## [Problems to solve]
1 > Please reproduce the passage of the Source Column Transformation page from "From version 22.07.19.3" to "with transformed values.".
2 > Carry on the Source Column Transformation page from the point where it ends.

Source Column Transformation

Source Column Transformation #

From version 22.07.19.3 onwards, Replicant allows you to transform the data of source tables before it reaches the desired target. This is achieved via a configuration file where you can specify the transformation logic for each individual table. As Replicant processes data from source tables, it applies the transformation rules to the data, and then loads the transformed data into the destination tables. The column on the destination could either be a new column, or a source column with transformed values.

Source Column Transformation solves several business cases for data migration, while making it possible to build new features like data encryption and obfuscation.

Currently, Source Column Transformation is only supported for MySQL->Databricks pipeline.

Transformation Configuration File #

The Transformation Conifiguration File has all the transformation logic specified on a per-table basis. You can access a sample config file called column_transformation.yaml from the conf/transformation/ directory of your Replicant download folder replicant-cli. The following sample describes Transformation rules for two tables nation and lineitem:

type: COLUMN
enable: true
per-table-config:
  - catalog: tpch                                    
    schema: public                                   
    tables:
      nation:
        operations:
          - modulo:                                  
              enable: true                           
              source-column: A                       
              mod-by-column: D                       
              mod-by-value: 5                        
              target-column: F                       
              target-column-datatype: "INTEGER"      
              target-column-key-type: SHARDKEY                        
          - concat:                                  
              enable: true                            
              source-column: P                        
              concat-by-columns: ["_", "column:Q"]   
              target-column: S                       
              target-column-datatype: ""             
          - trim:                                    
              enable: true                            
              source-column: X                        
              target-column: Y                       
              target-column-datatype: ""

## [Source excerpt]
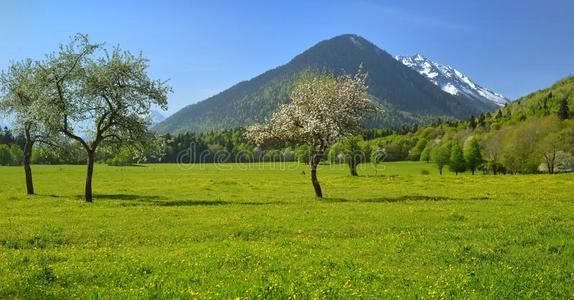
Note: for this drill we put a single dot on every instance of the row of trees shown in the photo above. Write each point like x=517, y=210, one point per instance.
x=82, y=94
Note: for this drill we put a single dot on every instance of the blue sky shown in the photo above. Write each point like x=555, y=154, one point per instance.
x=204, y=47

## [Response list]
1 >
From version 22.07.19.3 onwards, Replicant allows you to transform the data of source tables before it reaches the desired target. This is achieved via a configuration file where you can specify the transformation logic for each individual table. As Replicant processes data from source tables, it applies the transformation rules to the data, and then loads the transformed data into the destination tables. The column on the destination could either be a new column, or a source column with transformed values.

2 >
      lineitem:
        operations:
          - modulo:
              enable: true
              source-column: l_orderkey
              mod-by-column: l_partkey
              target-column: l_orderkey1
              target-column-datatype: "DECIMAL(15, 2)"
          - modulo:
              enable: true
              source-column: l_linenumber
              mod-by-value: 10
              target-column: l_linenumber
              target-column-datatype: ""
          - concat:
              enable: true
              source-column: l_comment
              concat-by-columns: [ " ", "column:l_shipmode", " ", "column:l_linestatus", " " ]
              target-column: concat_test
              target-column-datatype: "STRING(100)"
          - trim:
              enable: true
              source-column: l_shipinstruct
              target-column: trim_test

Below are more details about the parameters:

  • type: The type of transformation. In this case the only allowed value is COLUMN.
  • enable: true or false Whether to enable transformation or not.
  • per-table-config: Specify transformation logic on a per-table basis. This allows you to specify different transformation logic for each table. For example, in the sample config above, we have different rules for nation and lineitem tables.
    • catalog: The database catalog. Disable this parameter if not supported by source.
    • schema: The database schema. Disable this parameter if not supported by source.
    • tables: The specific tables to apply Transformation to.
      • nation:
        • operations:
          • modulo: Target-column is modulo of source-column by either mod-by-column or mod-by-value.
            • enable: true or false. Enables/disables this modulo operation.
            • source-column: Source column which we want to Transform. You must specify numeric value column only.
            • mod-by-column: The numeric value column used to calculate target column by modulo of source column: F = A % D. Don’t specify mod-by-column if mod-by-value is used. Data type should be same as source-column.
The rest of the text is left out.